Data supplied:
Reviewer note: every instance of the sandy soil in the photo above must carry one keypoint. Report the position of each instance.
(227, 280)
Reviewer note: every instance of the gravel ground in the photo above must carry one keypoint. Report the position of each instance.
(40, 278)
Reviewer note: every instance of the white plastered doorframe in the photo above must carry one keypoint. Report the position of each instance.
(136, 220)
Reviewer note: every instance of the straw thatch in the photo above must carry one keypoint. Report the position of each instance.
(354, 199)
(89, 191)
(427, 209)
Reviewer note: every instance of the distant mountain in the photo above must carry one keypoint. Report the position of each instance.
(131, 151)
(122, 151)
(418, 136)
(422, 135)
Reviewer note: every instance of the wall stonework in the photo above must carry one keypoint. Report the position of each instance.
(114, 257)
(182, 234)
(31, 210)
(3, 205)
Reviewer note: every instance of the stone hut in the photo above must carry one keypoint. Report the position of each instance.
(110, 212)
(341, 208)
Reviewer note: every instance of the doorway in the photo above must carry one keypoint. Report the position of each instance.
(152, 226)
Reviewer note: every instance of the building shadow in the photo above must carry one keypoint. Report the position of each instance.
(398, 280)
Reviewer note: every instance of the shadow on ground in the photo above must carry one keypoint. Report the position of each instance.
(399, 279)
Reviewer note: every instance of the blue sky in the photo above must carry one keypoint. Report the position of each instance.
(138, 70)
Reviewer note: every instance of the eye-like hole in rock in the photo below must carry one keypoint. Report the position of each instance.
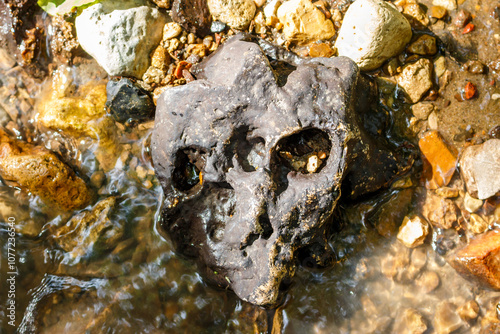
(249, 152)
(303, 152)
(189, 164)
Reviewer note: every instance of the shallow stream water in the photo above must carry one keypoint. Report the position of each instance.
(124, 276)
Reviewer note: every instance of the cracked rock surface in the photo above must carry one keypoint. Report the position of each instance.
(251, 157)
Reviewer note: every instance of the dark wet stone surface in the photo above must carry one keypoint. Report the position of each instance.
(254, 158)
(126, 101)
(192, 15)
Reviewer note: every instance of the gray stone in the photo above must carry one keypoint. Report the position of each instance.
(235, 13)
(480, 168)
(372, 32)
(126, 101)
(251, 156)
(120, 35)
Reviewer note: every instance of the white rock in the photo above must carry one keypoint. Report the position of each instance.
(448, 4)
(303, 22)
(271, 7)
(235, 13)
(480, 169)
(372, 32)
(120, 35)
(472, 204)
(416, 79)
(413, 231)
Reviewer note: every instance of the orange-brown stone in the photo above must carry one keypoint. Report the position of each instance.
(42, 173)
(442, 158)
(480, 260)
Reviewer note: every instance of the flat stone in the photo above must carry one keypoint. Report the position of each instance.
(372, 32)
(441, 156)
(43, 174)
(413, 231)
(120, 35)
(422, 110)
(303, 22)
(416, 79)
(192, 15)
(235, 13)
(479, 260)
(480, 167)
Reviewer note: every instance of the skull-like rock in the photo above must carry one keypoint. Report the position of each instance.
(251, 157)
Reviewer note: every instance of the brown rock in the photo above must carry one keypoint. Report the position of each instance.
(469, 311)
(480, 260)
(438, 12)
(321, 50)
(425, 45)
(43, 174)
(416, 15)
(410, 322)
(162, 3)
(446, 320)
(303, 22)
(440, 212)
(428, 281)
(192, 15)
(416, 79)
(441, 156)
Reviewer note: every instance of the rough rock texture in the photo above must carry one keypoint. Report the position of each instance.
(303, 22)
(42, 173)
(120, 35)
(193, 15)
(82, 232)
(372, 32)
(235, 13)
(23, 35)
(78, 113)
(413, 231)
(480, 259)
(251, 157)
(416, 79)
(480, 168)
(442, 158)
(127, 101)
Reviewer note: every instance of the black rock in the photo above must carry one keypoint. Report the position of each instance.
(192, 15)
(251, 157)
(128, 102)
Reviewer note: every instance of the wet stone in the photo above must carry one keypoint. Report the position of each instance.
(42, 173)
(249, 180)
(480, 167)
(126, 101)
(469, 311)
(441, 156)
(192, 15)
(446, 319)
(479, 260)
(410, 322)
(413, 231)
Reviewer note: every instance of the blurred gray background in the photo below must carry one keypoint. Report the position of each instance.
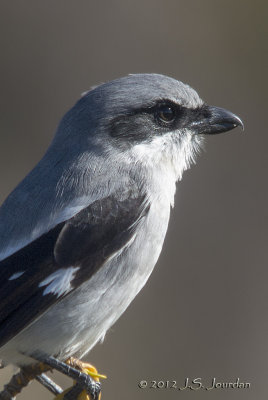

Task:
How many lines of the data above contain the string "brown", with case taken into account? Reply with the number alone.

Response for this exercise:
2